▶ [Esercizio breve 1]: Stabilisci se ciascuna delle affermazioni (a), (b) e (c) concorda con il brano sulla crisi del Cristianesimo riportato qui sotto, rispondendo sì o no e citando alla lettera le parole del brano che lo dimostrano. (a) Tra il 1893 e il 1980 si contavano oltre 250 titoli sulla fine del Cristianesimo. (b) La domanda «I cristiani hanno un futuro?» fu posta da un gesuita belga. (c) L'itinerario proposto si articola in tre tappe.

..............................

1. Mi piace iniziare con le parole che Jean Delumeau, lo storico francese di «Scrutando l’aurora» (Un Cristianesimo per domani) , che ci farà da guida in questo ciclo di riflessioni, mette in bocca a mons. Favreau: «Per la Chiesa non basta più “sistemare”, bisogna “traslocare”. In altre parole diventa necessario abitare diversamente un mondo diventato diverso… Non c’è fedeltà se non nel coraggio delle evoluzioni» (Ivi, p. 5).
Il cambiamento in atto nella storia degli uomini e delle donne nella storia del mondo, che riguarda i molteplici ambiti della loro esperienza e della loro cultura, riguarda da vicino anche la religione e in particolare il Cristianesimo, paradossalmente il più coinvolto, da molto tempo peraltro, nel processo di secolarizzazione che tocca soprattutto i luoghi della sua diffusione sul nostro pianeta.
Vorrei, allora, proporre un itinerario in due tappe tra di loro complementari: da una parte analizzare i dati più «eclatanti», anche se incompleti, della crisi «qualitativa» del Cristianesimo, così come essa si avverte soprattutto nei «luoghi» del Cristianesimo tradizionali, cioè in Europa in particolare, e dall’altra affrontare il tema, più impegnativo, della crisi dell’identità cristiana nell’era del pluralismo religioso, cioè della crisi «qualitativa», se così si può dire, dell’annuncio cristiano nel mondo di oggi.

2. «I cristiani sono dei dinosauri, una specie in via di estinzione?»

Jean Delumeau ci ricorda, fin dall’inizio, che la domanda sulla fine del Cristianesimo non è nuova, nella letteratura che la riguarda. Dal 1893 al 1980 si potevano contare più di 250 titoli sullo stesso argomento. Ma è soprattutto nell’ultimo decennio che le domande sono diventate insistenti: «Dobbiamo credere al futuro del Cristianesimo?» si chiedeva un giornalista francese nel novembre del 1999; e il mese dopo il periodico cattolico «La Croix» si chiedeva a sua volta: «I cristiani hanno un futuro?» e più avanti, Bruno Chenu, sulla stessa rivista: «Il Cristianesimo ha fatto il suo tempo?» A sua volta un gesuita belga si chiedeva: «Gli ultimi dei Moicani? I cattolici in Belgio!»

..............................

▶ [Esercizio breve 2]: Ricopia fedelmente, riga per riga, tutte le voci riportate qui sotto.

..............................

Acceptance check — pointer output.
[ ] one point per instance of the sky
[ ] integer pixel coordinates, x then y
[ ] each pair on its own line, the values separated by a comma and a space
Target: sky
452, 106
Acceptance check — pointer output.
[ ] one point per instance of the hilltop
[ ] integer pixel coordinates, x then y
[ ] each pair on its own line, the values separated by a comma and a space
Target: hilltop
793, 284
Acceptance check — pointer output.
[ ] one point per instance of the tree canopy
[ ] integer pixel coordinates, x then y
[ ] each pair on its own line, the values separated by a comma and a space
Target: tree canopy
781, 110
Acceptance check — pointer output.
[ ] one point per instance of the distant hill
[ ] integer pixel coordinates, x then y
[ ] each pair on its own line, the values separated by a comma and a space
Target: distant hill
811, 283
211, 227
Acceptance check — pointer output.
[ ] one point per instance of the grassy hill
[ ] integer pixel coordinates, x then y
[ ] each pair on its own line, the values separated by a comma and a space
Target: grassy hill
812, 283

..............................

▶ [Soluzione scritta 1]:
(a) Sì: «Dal 1893 al 1980 si potevano contare più di 250 titoli sullo stesso argomento.»
(b) No: «il mese dopo il periodico cattolico «La Croix» si chiedeva a sua volta: «I cristiani hanno un futuro?»»
(c) No: «un itinerario in due tappe tra di loro complementari»

▶ [Soluzione scritta 2]:
Acceptance check — pointer output.
[ ] one point per instance of the sky
[ ] integer pixel coordinates, x then y
[ ] each pair on its own line, the values separated by a comma and a space
Target: sky
452, 106
Acceptance check — pointer output.
[ ] one point per instance of the hilltop
[ ] integer pixel coordinates, x then y
[ ] each pair on its own line, the values separated by a comma and a space
Target: hilltop
793, 284
Acceptance check — pointer output.
[ ] one point per instance of the tree canopy
[ ] integer pixel coordinates, x then y
[ ] each pair on its own line, the values separated by a comma and a space
Target: tree canopy
781, 110
Acceptance check — pointer output.
[ ] one point per instance of the distant hill
[ ] integer pixel coordinates, x then y
[ ] each pair on its own line, the values separated by a comma and a space
Target: distant hill
811, 283
211, 227
Acceptance check — pointer output.
[ ] one point per instance of the grassy hill
[ ] integer pixel coordinates, x then y
[ ] each pair on its own line, the values separated by a comma and a space
Target: grassy hill
812, 283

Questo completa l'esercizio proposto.